■ **Required tasks**:
1 > Repeat the part of the passage on mouse models in stem cell research starting with "This researcher group, led" and going on through "a press release.".
2 > Answer these questions from the passage on mouse models in stem cell research.
(a) What percentage of mouse genes encode for corresponding genes in humans?
(b) Which institute is the new paper from?
(c) In the presence of which growth factor do mouse epiblast cells behave differently than their human counterparts?

■ **Reading passage**:
- Opening Delimiter -

Mouse models aren’t good enough for human stem cell research


Mice are a common model system for clinical research. This also applies to embryonic stem cells, since mouse embryonic stem cells (mESCs) grow and differentiate like human embryonic stem cells (hESCs). However, further work has shown that there are many molecular differences between mESCs and hESCs. This is the case even though complete sequences of mouse and human genomes have revealed that 99% of mouse genes encode for corresponding genes in humans. Now a paper from the Max Planck Institute indicates that mouse models may not be very good representatives of the developmental behaviors of hESCs.

This researcher group, led by Hans Schöler, found that mouse epiblast cells, which were believed to be the closest animal-based model to hESCs, behave differently in the presence of the growth factor FGF than their human counterparts. “Our latest study demonstrates that animal model systems are inadequate for a great many tests,” Schöler said in a press release.

- Closing Delimiter -

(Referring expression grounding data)
- Opening Delimiter -

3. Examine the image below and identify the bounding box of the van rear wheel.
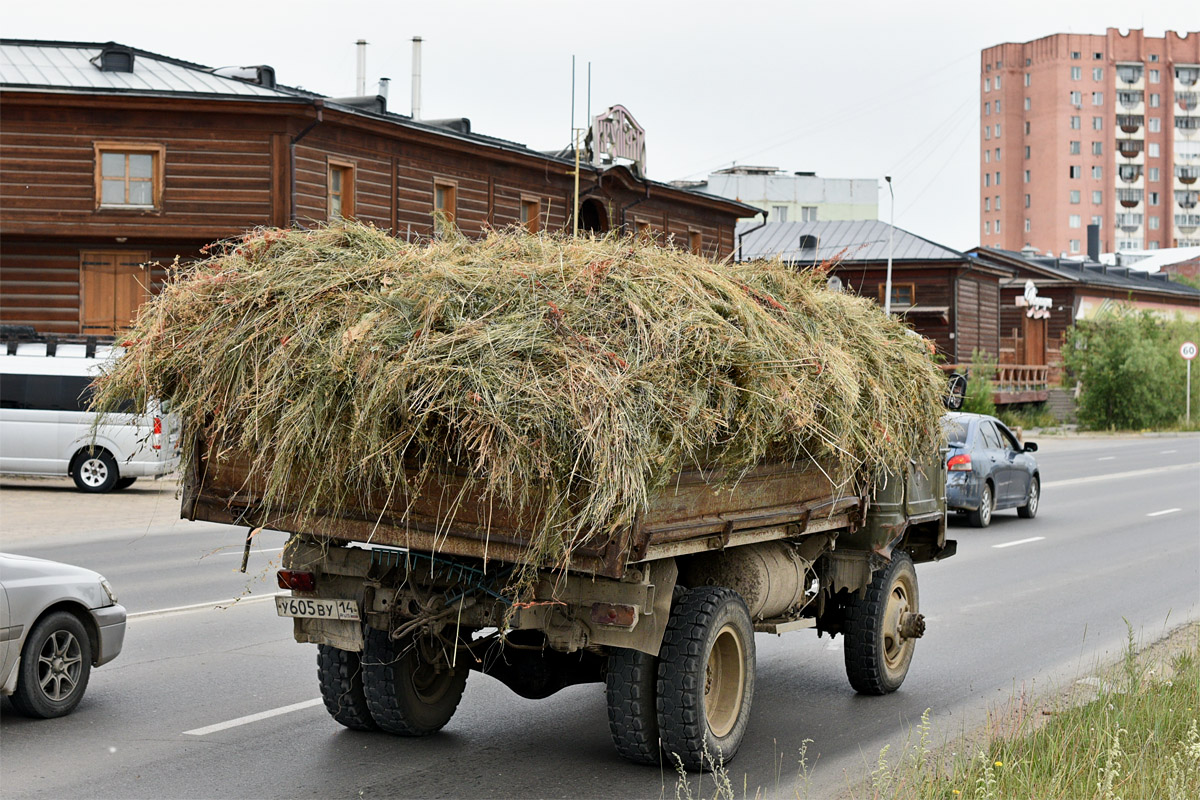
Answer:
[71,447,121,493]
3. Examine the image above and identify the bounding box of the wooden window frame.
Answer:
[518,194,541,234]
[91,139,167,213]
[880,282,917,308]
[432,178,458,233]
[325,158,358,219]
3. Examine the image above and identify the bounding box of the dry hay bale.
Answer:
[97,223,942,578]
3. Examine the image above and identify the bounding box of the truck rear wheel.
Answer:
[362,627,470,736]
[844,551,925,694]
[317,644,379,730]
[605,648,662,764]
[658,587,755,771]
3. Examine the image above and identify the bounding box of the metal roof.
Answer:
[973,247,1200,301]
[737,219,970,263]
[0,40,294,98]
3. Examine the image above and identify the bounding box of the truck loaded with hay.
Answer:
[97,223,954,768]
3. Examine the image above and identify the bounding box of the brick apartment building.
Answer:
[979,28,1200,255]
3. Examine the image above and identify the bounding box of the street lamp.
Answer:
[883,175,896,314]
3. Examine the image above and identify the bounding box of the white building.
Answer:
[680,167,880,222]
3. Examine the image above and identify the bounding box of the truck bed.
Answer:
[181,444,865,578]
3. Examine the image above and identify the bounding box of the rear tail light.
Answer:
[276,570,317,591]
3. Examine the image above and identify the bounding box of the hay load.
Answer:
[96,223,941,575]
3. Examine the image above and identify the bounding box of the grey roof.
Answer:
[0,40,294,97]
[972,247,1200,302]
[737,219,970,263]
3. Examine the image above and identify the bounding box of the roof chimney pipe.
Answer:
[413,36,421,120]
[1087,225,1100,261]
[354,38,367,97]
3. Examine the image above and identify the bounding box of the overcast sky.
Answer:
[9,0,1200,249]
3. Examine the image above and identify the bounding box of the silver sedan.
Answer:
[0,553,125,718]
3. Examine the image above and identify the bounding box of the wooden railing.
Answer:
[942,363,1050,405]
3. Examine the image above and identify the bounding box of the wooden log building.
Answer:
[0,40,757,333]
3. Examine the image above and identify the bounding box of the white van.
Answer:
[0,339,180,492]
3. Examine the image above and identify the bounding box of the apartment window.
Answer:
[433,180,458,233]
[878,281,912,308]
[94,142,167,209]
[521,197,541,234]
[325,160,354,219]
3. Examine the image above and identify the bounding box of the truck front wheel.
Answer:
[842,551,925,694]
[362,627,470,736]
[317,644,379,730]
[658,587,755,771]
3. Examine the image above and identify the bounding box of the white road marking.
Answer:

- Closing Delimiter -

■ **Task-by-task outputs**:
1 >
This researcher group, led by Hans Schöler, found that mouse epiblast cells, which were believed to be the closest animal-based model to hESCs, behave differently in the presence of the growth factor FGF than their human counterparts. “Our latest study demonstrates that animal model systems are inadequate for a great many tests,” Schöler said in a press release.

2 >
(a) 99%
(b) The Max Planck Institute
(c) FGF